• [WHAT THE TASK REQUIRES]
Copy out the records below in full, but increase each answer coordinate by 104 and leave every other number unchanged. Omit the pictures.

• [DATA PROVIDED]

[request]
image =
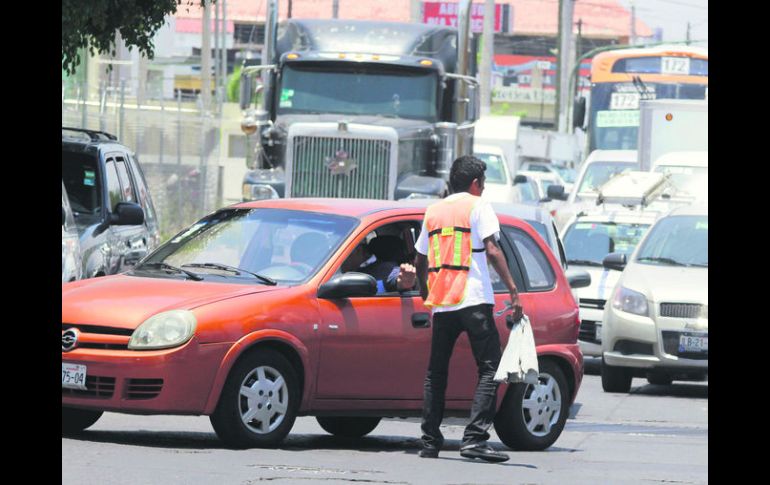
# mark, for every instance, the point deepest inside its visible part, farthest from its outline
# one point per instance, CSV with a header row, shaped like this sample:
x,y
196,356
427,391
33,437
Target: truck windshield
x,y
359,90
615,110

• [WRITTEN SOLUTION]
[request]
image =
# mark, for every instance, the point deepest inside its visible part, farthest from its outline
# one point per instance, CSV with a header row, shaped like this sample:
x,y
196,356
427,391
33,437
Target: truck windshield
x,y
463,194
719,214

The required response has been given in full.